# 1850s Hodges catapult gun



## robbo (Jun 8, 2019)

g,day everyone has anyone in any part of the world got a hodges rubbered powered gun the one without the limbs straight barrel. Larry Hannusch whos into airguns is supposed to have one they shoot 11mm or 7/16 lead balls at 350fps. but i am trying to find someone who could chrony one they where supposed to take down boar sized game, and sailers used them on islands because they were quit. there rubber powered history any input welcome.


----------



## Konrad (May 2, 2020)

Courtacey of *BONHAMS.COM*
https://www.bonhams.com/auctions/24657/lot/206/
A RARE HODGES PATENT CATAPULT GUN
UNSIGNED BUT ALMOST CERTAINLY BY RICHARD EDWARD HODGES, NO. 56, CIRCA 1850
With octagonal barrel open over nearly its entire length on each side to accept an india-rubber cord (missing) secured at the muzzle by a brass mount cast and chased as draped figures of Britannia, white-metal action and tang engraved with scrolling foliage, pivoting white-metal access cover engraved en suite and incorporating the rear-sight, figured full stock (old bruising) with hand rest carved as a scrolled leaf, chequered grip, scroll engraved iron mounts including scrolled trigger-guard, white-metal butt-trap (hinged circular cover replaced), and vacant white-metal escutcheon (steel parts pitted overall)
76.2 cm.

Footnotes

Richard Edward Hodges was granted English Patent No. 12623 in 1849 for 'application of india-rubber to projectiles' and also manufactured projectors, accumulators and door springs all of india-rubber. For more information see Howard L. Blackmore, _Hunting Weapons_, 1971, pp. 171, 209, pls. 83-84

The other version:



I think you know more about it than me Robbo.

Maybe trying to contact pyramid air and Larry Hannusch might be a idea if you get no leads here.

Salutations Konrad.

◆ Information supplied ◆
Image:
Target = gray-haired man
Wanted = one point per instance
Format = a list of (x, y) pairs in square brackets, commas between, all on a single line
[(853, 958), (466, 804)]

==

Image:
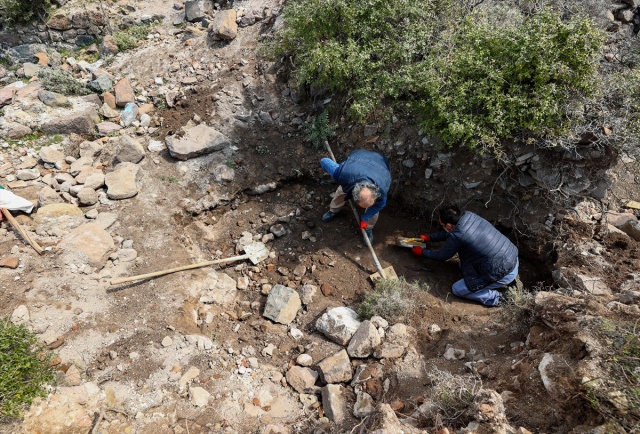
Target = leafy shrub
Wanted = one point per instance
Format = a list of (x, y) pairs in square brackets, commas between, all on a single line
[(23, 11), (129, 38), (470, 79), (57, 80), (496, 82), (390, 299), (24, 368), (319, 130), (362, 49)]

◆ Parts of the exercise ◆
- A) Set down the passage in the Hodges catapult gun thread from "Courtacey of *BONHAMS.COM*" to "parts pitted overall)", word for word.
- B) Answer these questions from the Hodges catapult gun thread:
(i) At what velocity were these guns said to shoot?
(ii) What English patent number was Richard Edward Hodges granted, and in what year?
(iii) What length is given for the gun in the Bonhams listing?

◆ The solutions ◆
- A)
Courtacey of *BONHAMS.COM*
https://www.bonhams.com/auctions/24657/lot/206/
A RARE HODGES PATENT CATAPULT GUN
UNSIGNED BUT ALMOST CERTAINLY BY RICHARD EDWARD HODGES, NO. 56, CIRCA 1850
With octagonal barrel open over nearly its entire length on each side to accept an india-rubber cord (missing) secured at the muzzle by a brass mount cast and chased as draped figures of Britannia, white-metal action and tang engraved with scrolling foliage, pivoting white-metal access cover engraved en suite and incorporating the rear-sight, figured full stock (old bruising) with hand rest carved as a scrolled leaf, chequered grip, scroll engraved iron mounts including scrolled trigger-guard, white-metal butt-trap (hinged circular cover replaced), and vacant white-metal escutcheon (steel parts pitted overall)

- B)
(i) 350fps
(ii) Patent No. 12623, in 1849
(iii) 76.2 cm